Work task: Give the lines again exactly, from the one holding "In this exercise you will locate the stone paved" to the last line of the listing below, both ends included and nothing added.

Data shown:
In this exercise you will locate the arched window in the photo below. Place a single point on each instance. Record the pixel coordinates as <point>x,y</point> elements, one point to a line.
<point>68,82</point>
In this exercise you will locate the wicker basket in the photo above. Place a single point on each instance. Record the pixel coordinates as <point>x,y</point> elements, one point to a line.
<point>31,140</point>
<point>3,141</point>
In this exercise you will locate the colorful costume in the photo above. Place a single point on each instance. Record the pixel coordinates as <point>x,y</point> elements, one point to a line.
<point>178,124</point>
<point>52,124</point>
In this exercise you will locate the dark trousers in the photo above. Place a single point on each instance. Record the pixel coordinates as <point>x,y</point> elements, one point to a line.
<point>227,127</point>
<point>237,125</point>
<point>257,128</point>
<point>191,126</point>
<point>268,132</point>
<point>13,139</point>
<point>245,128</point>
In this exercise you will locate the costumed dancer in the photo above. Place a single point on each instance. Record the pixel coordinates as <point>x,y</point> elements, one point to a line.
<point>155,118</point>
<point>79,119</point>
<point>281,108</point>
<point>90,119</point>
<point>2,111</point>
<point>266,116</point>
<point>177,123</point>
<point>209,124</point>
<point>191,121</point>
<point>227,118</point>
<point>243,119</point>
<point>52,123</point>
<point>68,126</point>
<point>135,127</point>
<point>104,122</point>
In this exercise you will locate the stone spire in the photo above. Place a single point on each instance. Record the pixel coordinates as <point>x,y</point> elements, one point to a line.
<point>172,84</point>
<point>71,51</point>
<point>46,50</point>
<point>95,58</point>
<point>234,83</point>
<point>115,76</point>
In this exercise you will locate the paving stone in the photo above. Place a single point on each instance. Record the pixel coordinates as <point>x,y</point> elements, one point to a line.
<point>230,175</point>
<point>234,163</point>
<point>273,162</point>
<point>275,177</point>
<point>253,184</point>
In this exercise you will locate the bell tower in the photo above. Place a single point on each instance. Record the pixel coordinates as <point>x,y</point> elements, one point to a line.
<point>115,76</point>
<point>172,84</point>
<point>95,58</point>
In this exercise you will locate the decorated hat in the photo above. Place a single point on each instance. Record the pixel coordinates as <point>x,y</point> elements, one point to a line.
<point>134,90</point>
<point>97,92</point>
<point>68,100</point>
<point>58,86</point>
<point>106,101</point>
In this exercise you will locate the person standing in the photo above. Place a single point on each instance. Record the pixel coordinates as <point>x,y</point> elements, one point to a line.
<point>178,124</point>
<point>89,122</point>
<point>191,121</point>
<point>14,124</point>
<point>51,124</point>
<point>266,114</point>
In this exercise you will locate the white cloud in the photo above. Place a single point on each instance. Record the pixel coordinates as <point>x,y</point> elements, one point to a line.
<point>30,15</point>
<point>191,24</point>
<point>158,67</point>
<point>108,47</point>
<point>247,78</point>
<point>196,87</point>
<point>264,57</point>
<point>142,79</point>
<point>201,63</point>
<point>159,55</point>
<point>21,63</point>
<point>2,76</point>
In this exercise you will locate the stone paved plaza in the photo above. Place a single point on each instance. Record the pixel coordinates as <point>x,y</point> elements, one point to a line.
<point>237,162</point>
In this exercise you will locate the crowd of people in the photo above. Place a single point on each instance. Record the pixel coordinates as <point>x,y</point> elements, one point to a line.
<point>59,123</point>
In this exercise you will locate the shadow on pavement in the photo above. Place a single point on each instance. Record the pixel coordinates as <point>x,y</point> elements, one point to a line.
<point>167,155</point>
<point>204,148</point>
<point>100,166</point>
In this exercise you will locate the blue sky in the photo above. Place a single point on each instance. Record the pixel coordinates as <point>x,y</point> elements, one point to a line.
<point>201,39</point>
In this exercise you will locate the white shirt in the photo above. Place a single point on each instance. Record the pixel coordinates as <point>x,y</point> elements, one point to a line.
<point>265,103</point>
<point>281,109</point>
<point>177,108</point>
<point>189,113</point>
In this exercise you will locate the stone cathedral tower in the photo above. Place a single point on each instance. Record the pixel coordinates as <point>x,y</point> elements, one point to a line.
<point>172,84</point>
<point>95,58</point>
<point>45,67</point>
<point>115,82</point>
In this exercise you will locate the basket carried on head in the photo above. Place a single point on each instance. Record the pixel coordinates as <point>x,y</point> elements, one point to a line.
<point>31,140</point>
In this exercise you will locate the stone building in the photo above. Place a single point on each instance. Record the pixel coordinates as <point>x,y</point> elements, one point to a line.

Solution:
In this exercise you will locate the stone paved plaza in the photo above. Place a single point on each instance. Record the pixel coordinates as <point>x,y</point> elements, one point to a line.
<point>237,162</point>
In this exercise you will locate the crowd of people in the photo above. Place a single point on each instance. Record the pixel coordinates as <point>x,y</point> elements, one point to a line.
<point>59,123</point>
In this exercise you will locate the shadow on pavement in the photo above. Place a single point on each instance. Record the pixel coordinates as <point>x,y</point> elements, one point to a line.
<point>167,155</point>
<point>204,148</point>
<point>100,166</point>
In this exercise you will locate the blue sky in the photo above. Place a single point on each instance. Record the pixel coordinates as <point>x,y</point> elements, one point to a line.
<point>201,39</point>
In this exercise you will locate the white shirt in the photo above. Place a single point on each instance. Record the pixel coordinates as <point>x,y</point> elements, one point to a line.
<point>265,103</point>
<point>281,109</point>
<point>177,108</point>
<point>189,113</point>
In this exercise you will locate the stone cathedral tower in the photo above. Place a single point on each instance. Record the pixel coordinates as <point>x,y</point> elements, one point to a line.
<point>172,84</point>
<point>95,58</point>
<point>45,67</point>
<point>115,82</point>
In this exercise you will locate the basket carried on head in the photo above. Place a single point on each instance. Record the pixel coordinates as <point>x,y</point> elements, one point to a line.
<point>31,140</point>
In this exercise you will locate the stone building in the photo above. Place a single point on each instance. Record the pixel coordinates as <point>x,y</point> elements, one point to a line.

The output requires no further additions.